TUGAS ANDA: Tuliskan kembali baris-baris daftar dari baris yang memuat "[mark] region of rearview mirror" sampai baris yang memuat "[[[29,195],[28,189],[20,182],[0,183],[0,211],[15,211]]]", dengan mengganti "rearview mirror" menjadi "side mirror". Biarkan bagian lainnya tidak berubah.

DATA TERSIMPAN:
▼▼▼

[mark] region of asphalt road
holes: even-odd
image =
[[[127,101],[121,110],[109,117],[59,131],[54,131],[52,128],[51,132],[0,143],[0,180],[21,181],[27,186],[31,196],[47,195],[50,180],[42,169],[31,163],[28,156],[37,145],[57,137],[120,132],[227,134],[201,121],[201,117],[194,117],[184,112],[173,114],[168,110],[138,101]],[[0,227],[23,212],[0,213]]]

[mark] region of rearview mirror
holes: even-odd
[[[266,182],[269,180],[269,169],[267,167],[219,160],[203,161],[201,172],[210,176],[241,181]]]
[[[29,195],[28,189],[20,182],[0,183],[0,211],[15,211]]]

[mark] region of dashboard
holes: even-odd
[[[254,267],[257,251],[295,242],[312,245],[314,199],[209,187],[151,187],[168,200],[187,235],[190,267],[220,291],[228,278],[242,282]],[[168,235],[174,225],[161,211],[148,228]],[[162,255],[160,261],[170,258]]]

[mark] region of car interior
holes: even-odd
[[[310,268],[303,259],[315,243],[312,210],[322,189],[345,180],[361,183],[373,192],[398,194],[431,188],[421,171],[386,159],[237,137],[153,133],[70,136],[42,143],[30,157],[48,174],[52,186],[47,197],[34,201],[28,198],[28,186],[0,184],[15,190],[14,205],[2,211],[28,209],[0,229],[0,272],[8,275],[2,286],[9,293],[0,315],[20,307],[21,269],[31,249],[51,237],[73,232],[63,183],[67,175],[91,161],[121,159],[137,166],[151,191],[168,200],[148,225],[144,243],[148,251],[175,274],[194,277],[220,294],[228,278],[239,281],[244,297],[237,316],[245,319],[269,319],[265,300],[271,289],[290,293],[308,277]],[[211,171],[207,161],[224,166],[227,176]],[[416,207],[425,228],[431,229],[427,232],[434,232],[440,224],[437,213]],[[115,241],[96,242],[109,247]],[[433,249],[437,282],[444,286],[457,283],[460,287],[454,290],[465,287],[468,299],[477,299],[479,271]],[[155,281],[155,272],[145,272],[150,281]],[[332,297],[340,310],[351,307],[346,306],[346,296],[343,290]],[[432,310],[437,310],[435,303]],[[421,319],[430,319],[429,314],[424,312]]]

▲▲▲

HASIL TUGAS:
[mark] region of side mirror
holes: even-odd
[[[266,182],[269,180],[269,169],[267,167],[219,160],[203,161],[201,172],[210,176],[241,181]]]
[[[29,195],[28,189],[20,182],[0,183],[0,211],[15,211]]]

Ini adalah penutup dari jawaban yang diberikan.